(Stored records)

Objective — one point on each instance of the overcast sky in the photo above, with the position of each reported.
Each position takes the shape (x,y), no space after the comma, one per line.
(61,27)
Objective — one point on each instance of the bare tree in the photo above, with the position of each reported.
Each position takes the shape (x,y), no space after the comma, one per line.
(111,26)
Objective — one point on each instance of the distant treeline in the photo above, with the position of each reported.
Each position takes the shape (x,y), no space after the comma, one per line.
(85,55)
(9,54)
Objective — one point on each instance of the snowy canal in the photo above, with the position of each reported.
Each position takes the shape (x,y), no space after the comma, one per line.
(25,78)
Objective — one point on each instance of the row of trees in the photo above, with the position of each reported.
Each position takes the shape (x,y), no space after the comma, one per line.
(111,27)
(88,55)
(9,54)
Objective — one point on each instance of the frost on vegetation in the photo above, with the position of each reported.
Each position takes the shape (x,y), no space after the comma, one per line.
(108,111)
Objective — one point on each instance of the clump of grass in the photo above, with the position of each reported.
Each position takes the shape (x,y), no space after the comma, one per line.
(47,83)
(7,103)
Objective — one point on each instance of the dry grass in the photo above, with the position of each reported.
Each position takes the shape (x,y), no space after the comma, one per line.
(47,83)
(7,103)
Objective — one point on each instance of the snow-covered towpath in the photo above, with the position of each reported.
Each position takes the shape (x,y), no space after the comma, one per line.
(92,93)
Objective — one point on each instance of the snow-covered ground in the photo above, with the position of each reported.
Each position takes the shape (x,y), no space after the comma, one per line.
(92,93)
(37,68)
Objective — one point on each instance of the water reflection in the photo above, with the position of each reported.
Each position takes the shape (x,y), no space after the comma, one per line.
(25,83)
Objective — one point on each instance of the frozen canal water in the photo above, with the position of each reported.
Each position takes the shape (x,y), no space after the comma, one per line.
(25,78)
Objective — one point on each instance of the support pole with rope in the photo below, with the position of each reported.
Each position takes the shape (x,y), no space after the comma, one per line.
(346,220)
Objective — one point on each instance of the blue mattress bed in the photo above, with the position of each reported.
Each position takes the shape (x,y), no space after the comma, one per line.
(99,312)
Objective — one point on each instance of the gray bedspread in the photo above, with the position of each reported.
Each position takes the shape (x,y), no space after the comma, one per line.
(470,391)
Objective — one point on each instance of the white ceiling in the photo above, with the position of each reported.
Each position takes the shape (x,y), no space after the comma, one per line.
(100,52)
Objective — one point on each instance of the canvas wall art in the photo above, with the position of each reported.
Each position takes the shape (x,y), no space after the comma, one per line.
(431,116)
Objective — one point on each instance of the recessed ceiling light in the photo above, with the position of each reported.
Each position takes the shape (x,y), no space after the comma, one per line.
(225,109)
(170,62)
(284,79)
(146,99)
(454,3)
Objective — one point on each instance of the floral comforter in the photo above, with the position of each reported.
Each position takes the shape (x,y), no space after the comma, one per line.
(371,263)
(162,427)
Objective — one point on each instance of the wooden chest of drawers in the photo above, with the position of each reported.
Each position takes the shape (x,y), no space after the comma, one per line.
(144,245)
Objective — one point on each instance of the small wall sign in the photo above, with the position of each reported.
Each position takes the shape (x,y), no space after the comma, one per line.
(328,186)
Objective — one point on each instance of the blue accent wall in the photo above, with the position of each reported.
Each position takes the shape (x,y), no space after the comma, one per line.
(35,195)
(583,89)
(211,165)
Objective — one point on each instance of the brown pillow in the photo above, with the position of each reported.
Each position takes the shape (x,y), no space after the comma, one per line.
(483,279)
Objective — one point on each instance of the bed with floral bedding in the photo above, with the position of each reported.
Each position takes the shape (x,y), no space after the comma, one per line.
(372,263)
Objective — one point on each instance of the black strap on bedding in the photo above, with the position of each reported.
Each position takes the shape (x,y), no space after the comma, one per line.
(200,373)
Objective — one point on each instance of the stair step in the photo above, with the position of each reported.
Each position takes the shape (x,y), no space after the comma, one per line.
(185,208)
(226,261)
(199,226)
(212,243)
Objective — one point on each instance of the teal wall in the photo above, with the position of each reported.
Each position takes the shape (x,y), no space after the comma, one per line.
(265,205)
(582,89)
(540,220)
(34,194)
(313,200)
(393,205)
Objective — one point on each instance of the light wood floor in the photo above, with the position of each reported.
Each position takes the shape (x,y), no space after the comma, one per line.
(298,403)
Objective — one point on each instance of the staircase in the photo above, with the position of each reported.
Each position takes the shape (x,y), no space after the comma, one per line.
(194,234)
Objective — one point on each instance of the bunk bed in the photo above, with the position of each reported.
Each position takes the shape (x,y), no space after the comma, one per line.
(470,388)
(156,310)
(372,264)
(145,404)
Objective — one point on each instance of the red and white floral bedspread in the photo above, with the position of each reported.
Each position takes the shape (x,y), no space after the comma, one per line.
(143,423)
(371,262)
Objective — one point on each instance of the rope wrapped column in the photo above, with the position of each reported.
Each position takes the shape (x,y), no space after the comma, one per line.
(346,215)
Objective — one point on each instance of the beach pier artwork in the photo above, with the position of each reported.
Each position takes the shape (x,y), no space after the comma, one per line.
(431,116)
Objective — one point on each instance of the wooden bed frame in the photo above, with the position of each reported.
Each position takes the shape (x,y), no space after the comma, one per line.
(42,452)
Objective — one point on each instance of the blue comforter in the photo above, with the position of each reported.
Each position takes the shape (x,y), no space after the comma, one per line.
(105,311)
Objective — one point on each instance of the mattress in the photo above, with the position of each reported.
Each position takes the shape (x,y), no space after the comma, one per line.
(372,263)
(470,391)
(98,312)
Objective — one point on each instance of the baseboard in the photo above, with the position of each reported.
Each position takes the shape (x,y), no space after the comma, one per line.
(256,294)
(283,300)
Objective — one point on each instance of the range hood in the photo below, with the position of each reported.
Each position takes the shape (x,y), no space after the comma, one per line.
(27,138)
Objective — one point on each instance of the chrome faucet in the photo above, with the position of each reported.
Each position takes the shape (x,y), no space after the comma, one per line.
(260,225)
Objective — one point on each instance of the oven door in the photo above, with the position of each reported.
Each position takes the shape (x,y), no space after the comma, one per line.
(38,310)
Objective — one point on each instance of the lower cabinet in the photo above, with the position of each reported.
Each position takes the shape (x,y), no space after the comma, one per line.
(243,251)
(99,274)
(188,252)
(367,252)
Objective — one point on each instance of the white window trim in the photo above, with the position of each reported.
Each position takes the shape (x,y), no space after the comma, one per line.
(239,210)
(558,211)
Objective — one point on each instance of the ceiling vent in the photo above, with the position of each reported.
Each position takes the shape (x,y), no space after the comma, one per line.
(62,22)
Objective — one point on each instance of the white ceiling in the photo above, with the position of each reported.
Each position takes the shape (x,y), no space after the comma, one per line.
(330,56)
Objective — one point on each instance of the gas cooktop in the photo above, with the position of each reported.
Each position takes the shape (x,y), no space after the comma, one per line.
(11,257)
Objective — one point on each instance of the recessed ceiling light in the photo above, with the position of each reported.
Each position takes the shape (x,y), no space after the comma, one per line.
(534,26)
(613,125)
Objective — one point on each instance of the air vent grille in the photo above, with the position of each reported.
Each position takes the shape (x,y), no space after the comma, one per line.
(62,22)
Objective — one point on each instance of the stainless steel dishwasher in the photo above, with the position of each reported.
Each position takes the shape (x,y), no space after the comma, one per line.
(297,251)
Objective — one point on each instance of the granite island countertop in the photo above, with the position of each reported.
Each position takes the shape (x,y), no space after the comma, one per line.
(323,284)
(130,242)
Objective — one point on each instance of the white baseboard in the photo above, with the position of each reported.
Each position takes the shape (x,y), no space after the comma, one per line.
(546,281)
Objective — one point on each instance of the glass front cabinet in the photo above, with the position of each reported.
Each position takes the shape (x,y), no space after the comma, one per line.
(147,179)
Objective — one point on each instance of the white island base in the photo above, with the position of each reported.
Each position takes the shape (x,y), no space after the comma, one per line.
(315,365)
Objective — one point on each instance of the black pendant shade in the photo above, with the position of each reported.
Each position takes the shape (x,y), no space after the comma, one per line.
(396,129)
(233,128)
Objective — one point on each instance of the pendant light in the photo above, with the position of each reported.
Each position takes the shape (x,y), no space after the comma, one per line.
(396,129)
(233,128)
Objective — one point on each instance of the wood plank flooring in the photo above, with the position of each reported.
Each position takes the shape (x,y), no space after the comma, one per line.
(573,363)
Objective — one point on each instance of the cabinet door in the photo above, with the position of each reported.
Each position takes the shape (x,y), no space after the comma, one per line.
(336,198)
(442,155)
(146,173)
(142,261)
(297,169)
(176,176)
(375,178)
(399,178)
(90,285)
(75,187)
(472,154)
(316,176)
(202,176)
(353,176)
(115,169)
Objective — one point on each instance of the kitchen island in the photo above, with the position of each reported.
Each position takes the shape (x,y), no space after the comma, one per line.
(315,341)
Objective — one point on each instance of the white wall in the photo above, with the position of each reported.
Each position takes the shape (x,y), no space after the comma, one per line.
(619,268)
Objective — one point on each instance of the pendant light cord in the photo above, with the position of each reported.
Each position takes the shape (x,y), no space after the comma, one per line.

**Task item:** The only reply wanted is the number of lines in the records above containing the word "canal".

**Task response:** 2